** Supplied passage **
───
Re: [PATCH v5] blk-throtl: Introduce sync and async queues for blk-throtl

Tejun Heo <tj@xxxxxxxxxx> · Wed, 11 Jan 2023 07:05:25 -1000

On Thu, Jan 12, 2023 at 12:20:30AM +0800, Jinke Han wrote:
> From: Jinke Han <hanjinke.666@xxxxxxxxxxxxx>
> 
> Now we don't distinguish sync write ios from normal buffer write ios
> in blk-throtl. A bio with REQ_SYNC tagged always mean it will be wait
> until write completion soon after it submit. So it's reasonable for sync
> io to complete as soon as possible.
> 
> In our test, fio writes a 100g file in sequential 4k blocksize in
> a container with low bps limit configured (wbps=10M). More than 1200
> ios were throttled in blk-throtl queue and the avarage throtle time
> of each io is 140s. At the same time, the operation of saving a small
> file by vim will be blocked amolst 140s. As a fsync will be send by vim,
> the sync ios of fsync will be blocked by a huge amount of buffer write
> ios ahead. This is also a priority inversion problem within one cgroup.
> In the database scene, things got really bad with blk-throtle enabled
> as fsync is called very often.
> 
> This patch splits bio queue into sync and async queues for blk-throtl
> and gives a huge priority to sync write ios. Sync queue only make sense
> for write ios as we treat all read io as sync io. I think it's a nice
> respond to the semantics of REQ_SYNC. Bios with REQ_META and REQ_PRIO
> gains the same priority as they are important to fs. This may avoid
> some potential priority inversion problems.
───
** Excerpted records **
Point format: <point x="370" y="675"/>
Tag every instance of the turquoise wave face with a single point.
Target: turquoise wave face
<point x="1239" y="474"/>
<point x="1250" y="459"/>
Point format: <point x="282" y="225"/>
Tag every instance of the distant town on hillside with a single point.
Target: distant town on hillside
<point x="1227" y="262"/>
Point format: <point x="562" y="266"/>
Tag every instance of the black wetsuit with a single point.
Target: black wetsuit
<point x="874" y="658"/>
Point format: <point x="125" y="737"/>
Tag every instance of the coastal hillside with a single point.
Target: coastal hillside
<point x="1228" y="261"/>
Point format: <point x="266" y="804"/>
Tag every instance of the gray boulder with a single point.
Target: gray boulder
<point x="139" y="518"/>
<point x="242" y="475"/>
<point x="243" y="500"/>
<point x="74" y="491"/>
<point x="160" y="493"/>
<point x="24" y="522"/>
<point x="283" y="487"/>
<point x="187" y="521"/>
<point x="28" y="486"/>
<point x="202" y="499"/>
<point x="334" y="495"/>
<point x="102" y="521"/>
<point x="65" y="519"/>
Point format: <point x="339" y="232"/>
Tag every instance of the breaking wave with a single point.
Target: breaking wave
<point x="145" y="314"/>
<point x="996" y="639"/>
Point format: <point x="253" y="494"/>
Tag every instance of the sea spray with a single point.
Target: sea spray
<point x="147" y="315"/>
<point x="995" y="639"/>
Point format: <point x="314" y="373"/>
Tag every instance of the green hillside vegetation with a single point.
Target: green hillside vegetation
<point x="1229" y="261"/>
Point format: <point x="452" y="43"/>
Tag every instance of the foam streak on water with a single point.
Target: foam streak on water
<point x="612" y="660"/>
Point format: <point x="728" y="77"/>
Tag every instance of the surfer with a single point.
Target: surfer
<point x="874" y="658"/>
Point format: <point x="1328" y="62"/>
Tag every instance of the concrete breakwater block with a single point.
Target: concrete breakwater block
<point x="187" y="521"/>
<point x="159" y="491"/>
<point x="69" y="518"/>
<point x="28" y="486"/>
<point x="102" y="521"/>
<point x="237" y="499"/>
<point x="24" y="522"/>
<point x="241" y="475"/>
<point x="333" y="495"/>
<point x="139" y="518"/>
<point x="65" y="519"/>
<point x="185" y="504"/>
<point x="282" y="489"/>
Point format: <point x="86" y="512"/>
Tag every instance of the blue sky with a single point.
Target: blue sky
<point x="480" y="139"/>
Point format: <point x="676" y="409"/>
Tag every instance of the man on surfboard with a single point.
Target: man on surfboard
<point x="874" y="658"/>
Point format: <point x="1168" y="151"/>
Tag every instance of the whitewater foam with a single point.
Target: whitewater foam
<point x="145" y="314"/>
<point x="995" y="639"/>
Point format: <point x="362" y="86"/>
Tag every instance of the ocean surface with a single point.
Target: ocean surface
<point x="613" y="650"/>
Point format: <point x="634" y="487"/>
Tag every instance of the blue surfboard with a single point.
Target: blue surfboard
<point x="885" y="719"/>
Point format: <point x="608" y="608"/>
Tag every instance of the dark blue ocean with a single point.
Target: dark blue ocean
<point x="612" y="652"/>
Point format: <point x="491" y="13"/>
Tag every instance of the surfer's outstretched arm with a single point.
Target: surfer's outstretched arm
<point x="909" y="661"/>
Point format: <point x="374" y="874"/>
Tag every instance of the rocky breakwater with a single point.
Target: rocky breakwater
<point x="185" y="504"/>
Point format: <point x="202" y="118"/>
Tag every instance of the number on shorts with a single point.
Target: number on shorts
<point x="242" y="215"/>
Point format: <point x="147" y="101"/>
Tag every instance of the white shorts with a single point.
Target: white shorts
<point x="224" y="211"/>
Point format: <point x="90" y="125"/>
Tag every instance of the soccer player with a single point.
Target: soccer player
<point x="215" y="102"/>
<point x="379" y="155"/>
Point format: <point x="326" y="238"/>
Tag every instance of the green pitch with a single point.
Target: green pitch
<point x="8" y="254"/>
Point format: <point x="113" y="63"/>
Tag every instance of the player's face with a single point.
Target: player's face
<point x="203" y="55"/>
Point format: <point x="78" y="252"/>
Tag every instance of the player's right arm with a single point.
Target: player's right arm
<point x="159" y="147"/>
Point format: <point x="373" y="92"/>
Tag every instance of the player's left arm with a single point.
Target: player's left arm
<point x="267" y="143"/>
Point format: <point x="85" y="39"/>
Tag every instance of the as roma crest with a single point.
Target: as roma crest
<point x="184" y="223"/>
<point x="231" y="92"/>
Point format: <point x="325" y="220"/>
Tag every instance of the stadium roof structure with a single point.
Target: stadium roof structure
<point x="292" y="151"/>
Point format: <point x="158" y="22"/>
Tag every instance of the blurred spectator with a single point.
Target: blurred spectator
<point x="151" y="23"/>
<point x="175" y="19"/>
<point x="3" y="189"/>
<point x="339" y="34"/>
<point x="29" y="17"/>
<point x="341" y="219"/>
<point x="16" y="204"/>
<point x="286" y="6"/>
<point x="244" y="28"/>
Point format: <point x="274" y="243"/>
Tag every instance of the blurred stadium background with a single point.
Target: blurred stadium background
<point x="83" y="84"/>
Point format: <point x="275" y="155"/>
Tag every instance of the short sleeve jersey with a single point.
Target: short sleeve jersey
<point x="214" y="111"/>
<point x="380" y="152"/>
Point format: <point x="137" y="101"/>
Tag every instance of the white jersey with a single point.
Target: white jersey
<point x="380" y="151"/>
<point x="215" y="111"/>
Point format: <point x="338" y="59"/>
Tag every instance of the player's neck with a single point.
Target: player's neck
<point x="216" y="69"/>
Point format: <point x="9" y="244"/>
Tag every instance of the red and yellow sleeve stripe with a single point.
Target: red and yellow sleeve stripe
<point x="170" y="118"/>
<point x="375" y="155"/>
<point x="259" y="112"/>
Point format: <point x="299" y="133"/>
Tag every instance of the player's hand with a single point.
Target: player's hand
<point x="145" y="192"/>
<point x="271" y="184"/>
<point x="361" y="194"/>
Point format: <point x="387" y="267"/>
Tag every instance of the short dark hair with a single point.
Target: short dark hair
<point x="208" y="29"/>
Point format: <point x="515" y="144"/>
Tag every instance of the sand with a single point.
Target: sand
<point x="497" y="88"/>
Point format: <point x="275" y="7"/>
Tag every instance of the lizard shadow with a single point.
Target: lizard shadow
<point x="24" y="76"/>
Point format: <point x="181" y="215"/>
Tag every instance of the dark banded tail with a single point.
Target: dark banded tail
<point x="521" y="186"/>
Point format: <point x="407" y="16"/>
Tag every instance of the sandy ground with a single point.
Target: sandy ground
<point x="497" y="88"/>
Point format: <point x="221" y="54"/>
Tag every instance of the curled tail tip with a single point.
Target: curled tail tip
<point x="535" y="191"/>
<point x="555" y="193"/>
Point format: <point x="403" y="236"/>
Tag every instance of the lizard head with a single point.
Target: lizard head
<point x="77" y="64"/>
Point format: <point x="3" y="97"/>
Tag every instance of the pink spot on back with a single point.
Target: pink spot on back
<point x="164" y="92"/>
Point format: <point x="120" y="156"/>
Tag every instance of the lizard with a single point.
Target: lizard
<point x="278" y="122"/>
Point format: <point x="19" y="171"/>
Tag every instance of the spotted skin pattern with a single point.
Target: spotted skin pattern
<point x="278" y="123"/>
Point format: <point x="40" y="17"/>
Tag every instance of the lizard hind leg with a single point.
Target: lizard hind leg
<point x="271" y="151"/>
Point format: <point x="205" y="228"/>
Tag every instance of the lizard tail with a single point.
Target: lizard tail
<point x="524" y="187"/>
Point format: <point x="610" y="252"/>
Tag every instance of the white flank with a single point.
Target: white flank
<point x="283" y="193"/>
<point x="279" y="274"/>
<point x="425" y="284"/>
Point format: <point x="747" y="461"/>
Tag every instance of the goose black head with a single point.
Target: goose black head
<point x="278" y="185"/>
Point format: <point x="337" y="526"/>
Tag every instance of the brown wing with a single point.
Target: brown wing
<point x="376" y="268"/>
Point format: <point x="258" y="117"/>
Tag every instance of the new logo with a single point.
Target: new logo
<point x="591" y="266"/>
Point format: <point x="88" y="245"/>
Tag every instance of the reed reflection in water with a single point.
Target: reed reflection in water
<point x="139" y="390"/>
───
In the blk-throtl patch message, what write bandwidth limit was configured for the container in the test?

wbps=10M